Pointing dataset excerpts
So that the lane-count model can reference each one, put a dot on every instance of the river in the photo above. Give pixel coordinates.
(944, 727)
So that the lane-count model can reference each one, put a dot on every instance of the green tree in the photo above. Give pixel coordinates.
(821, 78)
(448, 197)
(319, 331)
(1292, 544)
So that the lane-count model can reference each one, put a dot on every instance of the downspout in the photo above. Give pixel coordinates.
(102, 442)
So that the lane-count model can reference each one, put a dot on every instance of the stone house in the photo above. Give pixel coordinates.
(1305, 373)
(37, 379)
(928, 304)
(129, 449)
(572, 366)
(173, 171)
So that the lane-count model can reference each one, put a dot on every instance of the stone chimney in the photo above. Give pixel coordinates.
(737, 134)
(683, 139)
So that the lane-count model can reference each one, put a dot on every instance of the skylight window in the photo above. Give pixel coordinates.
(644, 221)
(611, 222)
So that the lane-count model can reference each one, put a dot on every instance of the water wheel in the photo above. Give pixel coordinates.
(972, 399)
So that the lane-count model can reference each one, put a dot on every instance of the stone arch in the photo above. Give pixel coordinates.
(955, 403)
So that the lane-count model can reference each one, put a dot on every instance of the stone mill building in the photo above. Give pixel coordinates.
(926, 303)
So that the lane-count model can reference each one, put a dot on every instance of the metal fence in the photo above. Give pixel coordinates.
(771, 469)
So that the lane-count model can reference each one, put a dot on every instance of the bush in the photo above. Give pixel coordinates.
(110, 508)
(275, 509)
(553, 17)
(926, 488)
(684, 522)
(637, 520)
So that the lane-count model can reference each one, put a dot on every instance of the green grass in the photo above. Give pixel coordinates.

- _Written request_
Copy out every one of the records above word for word, keeping each line as it appears.

- _Worked answer_
So that the lane-count model can reference each one, put a dot on every instance of the river in the photo above. Give pixel coordinates.
(944, 727)
So that the lane-count model can reference each one, put a dot on every instance of the green tree in the photo above. Give pixel coordinates.
(821, 78)
(448, 197)
(319, 331)
(1292, 544)
So that the lane-count model can reference each one, put a dot on every instance of the downspout in the photo above. Give pixel coordinates.
(102, 442)
So that the lane-count model can reference each one, put a dot on every instance of the stone house in the photo above. Give pixel coordinates.
(1305, 373)
(37, 379)
(928, 304)
(129, 449)
(572, 366)
(173, 171)
So that the lane-count model can reference each one, put a dot on every instance of the stone chimney in the photo above. Give pixel coordinates.
(737, 134)
(683, 139)
So that the lane-count model can reference each one, put a dot on every instance of the skylight window in the photo above. Give pixel coordinates.
(644, 221)
(611, 222)
So that the lane-count model can reference each one, put a dot on every instance of the water wheel in the photo above. Give pixel coordinates.
(972, 399)
So that the lane-count model can reference each one, put a dot on every instance of the stone arch in the photo above. Give pixel coordinates.
(955, 403)
So that the lane-count model can reference each one, put a dot on every instance of the stone mill building in the photo above. Give pixel coordinates.
(926, 303)
So that the lane-count model can reference each one, put a dot on every instance of the metal fence in the photo above. Give pixel coordinates.
(771, 469)
So that the lane-count model can reference each one, put a dot on every instance of the bush in the photo above. Give pixel coordinates.
(110, 508)
(275, 509)
(553, 17)
(926, 488)
(684, 522)
(637, 520)
So that the lane-count model can reference each one, put a dot on every instance of the green grass in the photo above. Give pixel coordinates.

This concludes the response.